→ Passage to read:
## START

-- CSCI 4730 / 6730 Operating Systems: Project 1 : YOSH --

Project 1: YOSH: (Y)our (O)wn (S)imple S(H)ell

Assignment Day	August 17, 2010 (Tuesday)
Due Date	August 31, 2010 (Tuesday)

Collaboration Policy - Read Carefully

You must work on this project individually, but you may discuss this assignment with other students in the class and ask and provide help in useful ways, preferable over our email list so we can all benefit from your great ideas. You may consult (but not copy) any outside resources you including books, papers, web sites and people (but no penguins or sea urchins).

If you use resources other than the class materials, indicate what you used along with your answer.

Objective:

The main objective for this assignment, is of-course for you to familiarize yourself with the plain and powerful language C and the UNIX environment. I hope you will get a deeper knowledge of process creation and control, what a shell does and signals & pipes.

Key Concepts:

C programming
Process creation control
A simple shell

Tutorial / References

C programming/tutorials:

There are several C resources on the net. Here are some that may be useful:

C programming tutorial (Stephen Holmes):
http://www.strath.ac.uk/IT/Docs/Ccourse/

C programming tutorial by Brian W. Kernighan:
http://www.lysator.liu.se/c/bwk-tutor.html

GDB (GNU Debugger) tutorial:
http://www.cs.cmu.edu/~gilpin/tutorial/

C Frequently Asked Questions:
http://www.eskimo.com/~scs/C-faq/top.html

If you find other resources please post links on the mailing list for the class.

## END

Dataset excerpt
## START

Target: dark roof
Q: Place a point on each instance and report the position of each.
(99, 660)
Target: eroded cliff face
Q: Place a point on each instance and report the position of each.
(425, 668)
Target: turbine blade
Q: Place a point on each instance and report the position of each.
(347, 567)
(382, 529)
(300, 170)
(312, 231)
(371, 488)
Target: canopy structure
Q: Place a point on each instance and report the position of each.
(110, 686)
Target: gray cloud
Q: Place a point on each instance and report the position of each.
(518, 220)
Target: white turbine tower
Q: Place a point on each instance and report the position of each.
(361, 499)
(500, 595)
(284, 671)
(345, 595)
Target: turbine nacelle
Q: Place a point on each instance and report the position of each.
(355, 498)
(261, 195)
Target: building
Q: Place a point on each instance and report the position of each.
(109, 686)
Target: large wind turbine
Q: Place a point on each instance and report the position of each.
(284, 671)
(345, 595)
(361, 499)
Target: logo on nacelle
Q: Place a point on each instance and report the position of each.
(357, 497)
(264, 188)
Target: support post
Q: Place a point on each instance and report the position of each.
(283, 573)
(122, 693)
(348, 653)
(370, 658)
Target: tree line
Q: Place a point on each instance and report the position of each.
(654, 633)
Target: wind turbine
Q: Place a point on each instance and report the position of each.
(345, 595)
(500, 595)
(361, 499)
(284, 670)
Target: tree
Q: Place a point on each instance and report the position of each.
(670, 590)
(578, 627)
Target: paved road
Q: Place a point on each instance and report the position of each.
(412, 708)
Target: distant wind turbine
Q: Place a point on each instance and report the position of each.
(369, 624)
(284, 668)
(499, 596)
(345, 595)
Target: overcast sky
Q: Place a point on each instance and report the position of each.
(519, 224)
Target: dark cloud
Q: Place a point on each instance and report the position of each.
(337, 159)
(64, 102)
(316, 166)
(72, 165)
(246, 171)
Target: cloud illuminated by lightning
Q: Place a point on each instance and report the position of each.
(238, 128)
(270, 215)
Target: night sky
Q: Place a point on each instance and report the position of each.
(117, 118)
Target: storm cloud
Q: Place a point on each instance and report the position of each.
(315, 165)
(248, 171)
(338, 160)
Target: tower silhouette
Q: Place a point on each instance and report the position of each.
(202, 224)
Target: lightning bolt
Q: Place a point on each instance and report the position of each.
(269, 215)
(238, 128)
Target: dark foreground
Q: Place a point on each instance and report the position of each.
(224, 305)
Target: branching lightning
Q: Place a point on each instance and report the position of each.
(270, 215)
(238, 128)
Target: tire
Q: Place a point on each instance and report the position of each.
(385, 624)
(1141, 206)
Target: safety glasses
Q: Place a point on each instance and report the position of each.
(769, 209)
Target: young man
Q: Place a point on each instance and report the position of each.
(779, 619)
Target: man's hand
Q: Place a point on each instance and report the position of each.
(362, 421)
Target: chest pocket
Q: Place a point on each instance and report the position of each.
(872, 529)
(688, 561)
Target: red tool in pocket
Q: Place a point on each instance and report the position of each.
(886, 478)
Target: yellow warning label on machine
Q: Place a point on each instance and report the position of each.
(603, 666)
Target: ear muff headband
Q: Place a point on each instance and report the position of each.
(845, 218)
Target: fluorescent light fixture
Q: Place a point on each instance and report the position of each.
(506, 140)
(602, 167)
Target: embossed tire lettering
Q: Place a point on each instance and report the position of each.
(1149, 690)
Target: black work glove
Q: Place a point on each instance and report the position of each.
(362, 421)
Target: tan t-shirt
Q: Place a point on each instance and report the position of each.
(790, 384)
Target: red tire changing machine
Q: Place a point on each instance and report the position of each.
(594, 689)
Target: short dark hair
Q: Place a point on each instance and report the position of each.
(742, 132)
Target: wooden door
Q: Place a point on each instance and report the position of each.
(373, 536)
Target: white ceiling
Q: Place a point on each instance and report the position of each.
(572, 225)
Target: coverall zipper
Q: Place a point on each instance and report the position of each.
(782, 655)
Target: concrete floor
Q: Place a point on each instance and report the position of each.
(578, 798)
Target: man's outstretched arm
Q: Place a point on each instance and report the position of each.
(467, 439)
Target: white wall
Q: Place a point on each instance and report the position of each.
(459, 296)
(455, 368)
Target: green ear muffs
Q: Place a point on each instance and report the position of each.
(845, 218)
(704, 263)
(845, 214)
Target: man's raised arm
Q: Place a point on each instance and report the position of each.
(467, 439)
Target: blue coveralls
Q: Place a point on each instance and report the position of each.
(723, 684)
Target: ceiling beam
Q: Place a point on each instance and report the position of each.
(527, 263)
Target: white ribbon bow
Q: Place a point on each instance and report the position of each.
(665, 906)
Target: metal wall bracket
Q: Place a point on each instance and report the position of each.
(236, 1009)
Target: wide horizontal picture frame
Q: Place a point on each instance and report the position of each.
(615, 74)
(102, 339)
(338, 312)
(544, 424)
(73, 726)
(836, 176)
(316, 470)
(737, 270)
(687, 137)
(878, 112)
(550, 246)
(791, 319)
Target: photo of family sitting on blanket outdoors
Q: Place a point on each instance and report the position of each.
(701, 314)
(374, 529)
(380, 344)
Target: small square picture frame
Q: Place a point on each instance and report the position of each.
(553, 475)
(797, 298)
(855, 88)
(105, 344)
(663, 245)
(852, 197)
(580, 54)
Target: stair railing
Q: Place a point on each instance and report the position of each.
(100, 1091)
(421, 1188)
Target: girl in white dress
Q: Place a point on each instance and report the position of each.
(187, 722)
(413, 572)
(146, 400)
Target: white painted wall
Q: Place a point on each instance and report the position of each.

## END

→ Written task: Quote the part of the shell project assignment that starts with "Project 1: YOSH: (Y)our" and goes on through "signals & pipes.".

→ Problem solution:
Project 1: YOSH: (Y)our (O)wn (S)imple S(H)ell

Assignment Day	August 17, 2010 (Tuesday)
Due Date	August 31, 2010 (Tuesday)

Collaboration Policy - Read Carefully

You must work on this project individually, but you may discuss this assignment with other students in the class and ask and provide help in useful ways, preferable over our email list so we can all benefit from your great ideas. You may consult (but not copy) any outside resources you including books, papers, web sites and people (but no penguins or sea urchins).

If you use resources other than the class materials, indicate what you used along with your answer.

Objective:

The main objective for this assignment, is of-course for you to familiarize yourself with the plain and powerful language C and the UNIX environment. I hope you will get a deeper knowledge of process creation and control, what a shell does and signals & pipes.